Exercise set:
A - List every Coq tactic that the forum thread names.
B - Report how many lines of the rows contain the string "blind", counting only matches with the same case, and give only the number.

Hi!
I’m solving this problem from ‘Logic’ and I don’t know how to proceed further. I am unable to use IHl’. Here is my attempt:
If there is a more efficient way to approach this problem, please let me know. Thanks!
When you have a hypothesis IHl' that’s an implication and another hypothesis HB that matches the premises of IHl', you can apply IHl' to HB by apply IHl' in HB, or specialize (IHl' HB) (which is more robust if IHl' has more than one premises).
Note also that by using exists x in both branches after intros [HA|HB], you’re basically claiming that In y (map f (x :: l')) -> f x = y /\ In x (x :: l'). Can you see how that’s quite different from the original goal?
Thanks so much for replying!
I could understand the apply IHl' in HB part, but could not understand the point you made in the second paragraph. How is it In y (map f(x :: l')) and not In y (map f l')?

Data lines:
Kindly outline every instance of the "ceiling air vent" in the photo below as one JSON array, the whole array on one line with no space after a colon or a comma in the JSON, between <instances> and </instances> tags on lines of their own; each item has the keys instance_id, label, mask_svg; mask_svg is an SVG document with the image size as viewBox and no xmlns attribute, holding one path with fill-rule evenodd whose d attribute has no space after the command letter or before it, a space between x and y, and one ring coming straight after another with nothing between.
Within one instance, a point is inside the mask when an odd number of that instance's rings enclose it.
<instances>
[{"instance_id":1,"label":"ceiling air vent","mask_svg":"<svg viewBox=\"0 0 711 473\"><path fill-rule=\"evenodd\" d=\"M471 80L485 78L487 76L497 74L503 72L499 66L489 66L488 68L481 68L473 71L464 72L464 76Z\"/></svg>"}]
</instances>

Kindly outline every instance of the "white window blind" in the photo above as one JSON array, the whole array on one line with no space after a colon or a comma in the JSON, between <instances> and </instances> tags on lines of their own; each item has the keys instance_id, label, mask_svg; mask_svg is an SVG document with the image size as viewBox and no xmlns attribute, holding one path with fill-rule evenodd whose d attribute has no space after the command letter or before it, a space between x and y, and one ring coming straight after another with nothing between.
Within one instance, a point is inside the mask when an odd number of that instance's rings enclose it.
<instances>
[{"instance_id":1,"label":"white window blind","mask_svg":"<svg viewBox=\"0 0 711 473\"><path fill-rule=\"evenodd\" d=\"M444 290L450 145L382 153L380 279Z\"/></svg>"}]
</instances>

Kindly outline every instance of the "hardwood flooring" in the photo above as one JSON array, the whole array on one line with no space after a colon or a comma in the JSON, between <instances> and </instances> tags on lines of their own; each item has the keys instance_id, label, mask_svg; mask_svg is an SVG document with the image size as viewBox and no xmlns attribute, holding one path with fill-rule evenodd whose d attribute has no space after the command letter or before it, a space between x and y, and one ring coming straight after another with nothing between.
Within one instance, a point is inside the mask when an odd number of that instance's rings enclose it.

Answers per task:
A - apply, specialize, exists, intros

B - 2